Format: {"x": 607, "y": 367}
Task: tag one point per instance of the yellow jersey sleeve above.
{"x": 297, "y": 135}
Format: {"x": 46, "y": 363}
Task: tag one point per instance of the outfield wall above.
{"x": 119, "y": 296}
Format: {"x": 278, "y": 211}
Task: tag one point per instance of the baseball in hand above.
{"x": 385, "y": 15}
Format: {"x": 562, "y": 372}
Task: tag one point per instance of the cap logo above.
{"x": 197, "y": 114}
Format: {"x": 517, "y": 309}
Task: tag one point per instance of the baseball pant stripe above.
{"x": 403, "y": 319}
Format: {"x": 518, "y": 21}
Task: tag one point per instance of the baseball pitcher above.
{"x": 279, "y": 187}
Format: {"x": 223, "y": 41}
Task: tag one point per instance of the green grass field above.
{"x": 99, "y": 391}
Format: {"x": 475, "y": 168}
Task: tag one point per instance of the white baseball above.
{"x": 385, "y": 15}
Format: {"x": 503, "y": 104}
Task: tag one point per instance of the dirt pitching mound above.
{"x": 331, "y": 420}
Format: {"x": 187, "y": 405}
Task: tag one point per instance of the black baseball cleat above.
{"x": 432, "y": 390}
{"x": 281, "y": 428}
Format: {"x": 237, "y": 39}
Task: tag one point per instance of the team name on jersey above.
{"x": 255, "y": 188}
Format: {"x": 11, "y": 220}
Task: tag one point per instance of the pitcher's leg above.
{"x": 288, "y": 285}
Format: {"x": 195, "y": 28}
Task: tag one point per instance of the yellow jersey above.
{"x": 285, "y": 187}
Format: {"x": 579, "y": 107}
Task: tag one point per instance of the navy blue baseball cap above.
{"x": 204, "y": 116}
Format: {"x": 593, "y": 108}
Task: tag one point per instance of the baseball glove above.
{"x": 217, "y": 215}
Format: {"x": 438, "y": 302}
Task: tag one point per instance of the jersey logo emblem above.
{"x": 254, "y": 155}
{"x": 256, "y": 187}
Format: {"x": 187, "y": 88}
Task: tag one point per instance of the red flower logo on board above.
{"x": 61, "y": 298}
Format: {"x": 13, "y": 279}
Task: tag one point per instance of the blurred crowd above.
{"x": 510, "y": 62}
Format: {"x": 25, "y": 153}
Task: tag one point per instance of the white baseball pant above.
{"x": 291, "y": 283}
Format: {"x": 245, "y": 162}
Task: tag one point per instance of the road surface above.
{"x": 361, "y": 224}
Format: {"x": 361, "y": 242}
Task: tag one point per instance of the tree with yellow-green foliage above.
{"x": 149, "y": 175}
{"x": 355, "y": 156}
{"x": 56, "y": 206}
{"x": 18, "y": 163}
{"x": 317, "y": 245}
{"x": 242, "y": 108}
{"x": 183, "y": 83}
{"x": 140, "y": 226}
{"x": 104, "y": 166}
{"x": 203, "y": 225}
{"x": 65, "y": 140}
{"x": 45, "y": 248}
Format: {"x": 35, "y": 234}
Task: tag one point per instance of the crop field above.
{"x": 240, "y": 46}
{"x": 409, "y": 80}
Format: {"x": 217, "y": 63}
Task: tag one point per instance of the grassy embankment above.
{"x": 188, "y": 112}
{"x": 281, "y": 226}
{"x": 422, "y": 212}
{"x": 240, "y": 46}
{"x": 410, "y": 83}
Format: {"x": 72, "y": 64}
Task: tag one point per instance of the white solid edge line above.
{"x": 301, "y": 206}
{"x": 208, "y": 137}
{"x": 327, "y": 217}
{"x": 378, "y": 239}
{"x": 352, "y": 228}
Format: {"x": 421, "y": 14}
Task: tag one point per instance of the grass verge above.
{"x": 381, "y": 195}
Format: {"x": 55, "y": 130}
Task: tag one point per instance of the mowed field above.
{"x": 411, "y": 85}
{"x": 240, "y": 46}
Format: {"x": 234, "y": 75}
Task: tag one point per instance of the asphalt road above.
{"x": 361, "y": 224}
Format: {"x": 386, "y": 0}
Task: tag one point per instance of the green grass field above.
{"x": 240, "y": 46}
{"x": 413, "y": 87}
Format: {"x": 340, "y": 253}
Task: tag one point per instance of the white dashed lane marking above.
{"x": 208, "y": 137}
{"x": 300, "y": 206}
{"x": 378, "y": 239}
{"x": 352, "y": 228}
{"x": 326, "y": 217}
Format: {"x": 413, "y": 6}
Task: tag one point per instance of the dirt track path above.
::::
Restate every line of the data word for word.

Format: {"x": 607, "y": 367}
Task: tag one point per instance of the yellow jersey sleeve above.
{"x": 297, "y": 135}
Format: {"x": 46, "y": 363}
Task: tag one point per instance of the outfield wall above.
{"x": 119, "y": 296}
Format: {"x": 278, "y": 211}
Task: tag one point per instance of the baseball in hand above.
{"x": 385, "y": 15}
Format: {"x": 562, "y": 372}
Task: tag one point per instance of the cap logo above.
{"x": 197, "y": 114}
Format: {"x": 517, "y": 309}
Task: tag one point per instance of the baseball pant stripe above.
{"x": 403, "y": 319}
Format: {"x": 518, "y": 21}
Task: tag one point per instance of the baseball pitcher above.
{"x": 279, "y": 187}
Format: {"x": 223, "y": 41}
Task: tag one point per instance of the green grass field above.
{"x": 99, "y": 391}
Format: {"x": 475, "y": 168}
Task: tag one point per instance of the white baseball above.
{"x": 385, "y": 15}
Format: {"x": 503, "y": 104}
Task: tag one point per instance of the dirt pitching mound above.
{"x": 331, "y": 420}
Format: {"x": 187, "y": 405}
Task: tag one point per instance of the black baseball cleat above.
{"x": 432, "y": 390}
{"x": 281, "y": 428}
Format: {"x": 237, "y": 39}
Task: tag one point per instance of the team name on jersey above.
{"x": 255, "y": 188}
Format: {"x": 11, "y": 220}
Task: tag one point per instance of the pitcher's leg above.
{"x": 288, "y": 285}
Format: {"x": 195, "y": 28}
Task: tag one point per instance of the yellow jersey above.
{"x": 285, "y": 187}
Format: {"x": 579, "y": 107}
Task: tag one point per instance of the navy blue baseball cap above.
{"x": 204, "y": 116}
Format: {"x": 593, "y": 108}
Task: tag one point per instance of the baseball glove above.
{"x": 217, "y": 215}
Format: {"x": 438, "y": 302}
Task: tag one point per instance of the jersey logo emblem above.
{"x": 254, "y": 155}
{"x": 256, "y": 187}
Format: {"x": 187, "y": 88}
Task: tag one point per instance of the red flower logo on board above.
{"x": 61, "y": 298}
Format: {"x": 13, "y": 279}
Task: tag one point per instance of the blurred crowd above.
{"x": 510, "y": 62}
Format: {"x": 25, "y": 153}
Task: tag one point per instance of the white baseball pant above.
{"x": 291, "y": 283}
Format: {"x": 245, "y": 162}
Task: tag one point per instance of the road surface above.
{"x": 361, "y": 224}
Format: {"x": 361, "y": 242}
Task: tag one point per instance of the tree with yellow-green foliage above.
{"x": 149, "y": 175}
{"x": 355, "y": 156}
{"x": 56, "y": 206}
{"x": 18, "y": 163}
{"x": 317, "y": 245}
{"x": 242, "y": 108}
{"x": 183, "y": 83}
{"x": 140, "y": 226}
{"x": 104, "y": 166}
{"x": 203, "y": 225}
{"x": 65, "y": 140}
{"x": 45, "y": 248}
Format: {"x": 35, "y": 234}
Task: tag one point per instance of the crop field above.
{"x": 240, "y": 46}
{"x": 409, "y": 80}
Format: {"x": 217, "y": 63}
Task: tag one point per instance of the grassy embankment above.
{"x": 188, "y": 112}
{"x": 281, "y": 226}
{"x": 422, "y": 212}
{"x": 240, "y": 46}
{"x": 410, "y": 83}
Format: {"x": 72, "y": 64}
Task: tag one point per instance of the white solid edge line above.
{"x": 301, "y": 206}
{"x": 208, "y": 137}
{"x": 327, "y": 217}
{"x": 378, "y": 239}
{"x": 352, "y": 228}
Format: {"x": 421, "y": 14}
Task: tag one point per instance of the grass verge above.
{"x": 381, "y": 195}
Format: {"x": 55, "y": 130}
Task: tag one point per instance of the mowed field above.
{"x": 411, "y": 85}
{"x": 240, "y": 46}
Format: {"x": 234, "y": 75}
Task: tag one point per instance of the asphalt road above.
{"x": 361, "y": 224}
Format: {"x": 386, "y": 0}
Task: tag one point per instance of the green grass field above.
{"x": 240, "y": 46}
{"x": 413, "y": 87}
Format: {"x": 340, "y": 253}
Task: tag one point per instance of the white dashed lane marking above.
{"x": 208, "y": 137}
{"x": 300, "y": 206}
{"x": 378, "y": 239}
{"x": 352, "y": 228}
{"x": 326, "y": 217}
Format: {"x": 413, "y": 6}
Task: tag one point per instance of the dirt track path above.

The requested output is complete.